▶ Problem 1
Answer these from the protocol excerpt:
(a) If any of the listed simulation failure conditions occur, what should be done with the experiment?
(b) Beyond failure to observe a deviation, what does a strong null require?
(c) What may a large T outside N(η_c) indicate?

::: Page extract :::

11.5 Simulation failure modes
The simulation must identify conditions under which the experiment is underpowered before data collection. The protocol should be classified as insufficient for a strong test if:
ε < ε_min.
η uncertainty is largest or unstable inside N(η_c).
Δ_nuisance(η) is wide enough to absorb L(η).
The false-positive rate under smooth-null simulations is too high.
Sampling near η_c is too sparse to resolve a localized kink.
Power analysis shows low probability of detecting ε.
Artifact controls cannot distinguish accessibility from loss, drift, timing bias, or post-selection.
If any of these conditions occur, the experiment should be redesigned or classified as exploratory.
11.6 Strong-null simulation
The strong-null simulation should generate smooth visibility data consistent with:
V_obs(η) ∈ V_SQM(η) ± Δ_nuisance(η)
across N(η_c), while assuming an apparatus capable of resolving ε.
A strong null requires more than failure to observe a deviation. It requires demonstrated sensitivity to the predicted deviation. Therefore, the simulation must show that if L(η) of size ε had been present, the planned analysis would have detected it with pre-specified power.
This section establishes the quantitative feasibility of the test. The next section defines the statistical and model-selection framework that converts simulated and experimental visibility data into interpretable outcomes.
12. Statistical Decision Framework
12.1 Primary statistic
The primary statistic is:
T = maxη |V_obs(η) − V_SQM(η)| / σ_total(η)
This statistic measures the largest standardized departure of the observed visibility from the standard SQM/decoherence baseline across the full η scan. It is useful for detecting unexpected deviations, but it is not sufficient to support the tested CBR accessibility model. A large T outside N(η_c) may indicate apparatus drift, baseline failure, or an unmodeled systematic effect.
For CBR interpretation, the deviation must be localized near η_c, exceed the predicted effect size ε, survive artifact controls, and improve the pre-registered model comparison relative to V_SQM(η).
12.2 Transition-region statistic
The transition-region statistic is:
T_c = maxη∈N(η_c) |V_obs(η) − V_SQM(η)| / σ_total(η)

::: Input material :::

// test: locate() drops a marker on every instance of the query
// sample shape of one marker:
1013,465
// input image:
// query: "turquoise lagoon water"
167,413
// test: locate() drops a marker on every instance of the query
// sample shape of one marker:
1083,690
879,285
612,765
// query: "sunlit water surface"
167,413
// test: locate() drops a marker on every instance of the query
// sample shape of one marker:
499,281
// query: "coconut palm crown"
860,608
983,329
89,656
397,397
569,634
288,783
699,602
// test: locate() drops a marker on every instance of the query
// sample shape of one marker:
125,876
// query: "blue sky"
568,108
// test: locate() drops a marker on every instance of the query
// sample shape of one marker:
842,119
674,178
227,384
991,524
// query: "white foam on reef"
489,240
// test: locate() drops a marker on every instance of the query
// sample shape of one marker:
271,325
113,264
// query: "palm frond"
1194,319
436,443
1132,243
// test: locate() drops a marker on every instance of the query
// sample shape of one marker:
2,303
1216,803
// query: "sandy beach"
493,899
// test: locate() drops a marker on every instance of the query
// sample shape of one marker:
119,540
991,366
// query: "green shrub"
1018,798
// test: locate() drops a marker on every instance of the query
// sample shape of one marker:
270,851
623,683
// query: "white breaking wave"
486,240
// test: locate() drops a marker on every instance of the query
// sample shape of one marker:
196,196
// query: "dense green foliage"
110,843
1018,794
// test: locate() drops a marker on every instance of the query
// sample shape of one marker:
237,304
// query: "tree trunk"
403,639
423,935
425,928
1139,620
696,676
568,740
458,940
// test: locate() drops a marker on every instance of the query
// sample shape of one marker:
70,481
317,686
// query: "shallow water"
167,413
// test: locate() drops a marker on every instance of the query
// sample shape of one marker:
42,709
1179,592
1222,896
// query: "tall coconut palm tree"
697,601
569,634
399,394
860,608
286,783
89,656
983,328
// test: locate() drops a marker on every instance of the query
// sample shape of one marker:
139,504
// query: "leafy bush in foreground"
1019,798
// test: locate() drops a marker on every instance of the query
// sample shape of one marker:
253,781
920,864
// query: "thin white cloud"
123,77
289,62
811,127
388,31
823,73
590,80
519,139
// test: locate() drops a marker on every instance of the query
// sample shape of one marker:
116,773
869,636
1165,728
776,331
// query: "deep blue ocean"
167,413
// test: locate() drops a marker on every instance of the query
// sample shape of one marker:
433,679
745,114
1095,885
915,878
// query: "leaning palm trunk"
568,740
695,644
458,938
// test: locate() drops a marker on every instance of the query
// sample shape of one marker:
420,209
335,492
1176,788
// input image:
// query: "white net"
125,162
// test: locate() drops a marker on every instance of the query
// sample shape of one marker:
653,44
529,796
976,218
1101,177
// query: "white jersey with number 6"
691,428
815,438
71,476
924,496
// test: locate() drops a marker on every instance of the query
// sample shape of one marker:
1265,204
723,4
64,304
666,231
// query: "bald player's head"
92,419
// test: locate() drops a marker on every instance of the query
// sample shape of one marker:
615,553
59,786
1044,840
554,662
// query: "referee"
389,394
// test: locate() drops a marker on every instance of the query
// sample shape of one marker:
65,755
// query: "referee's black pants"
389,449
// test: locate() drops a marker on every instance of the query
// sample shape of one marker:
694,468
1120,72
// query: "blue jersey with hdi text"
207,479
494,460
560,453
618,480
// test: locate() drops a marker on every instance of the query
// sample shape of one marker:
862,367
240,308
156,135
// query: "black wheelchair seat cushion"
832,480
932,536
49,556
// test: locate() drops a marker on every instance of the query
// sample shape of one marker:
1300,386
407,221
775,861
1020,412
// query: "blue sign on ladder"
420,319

:::

▶ Problem 2
Select every line in the rows above that contains the string "coconut", matching case exactly.

▶ Task answer 1
(a) It should be redesigned or classified as exploratory.
(b) It requires demonstrated sensitivity to the predicted deviation.
(c) Apparatus drift, baseline failure, or an unmodeled systematic effect.

▶ Task answer 2
// query: "coconut palm crown"
// query: "tall coconut palm tree"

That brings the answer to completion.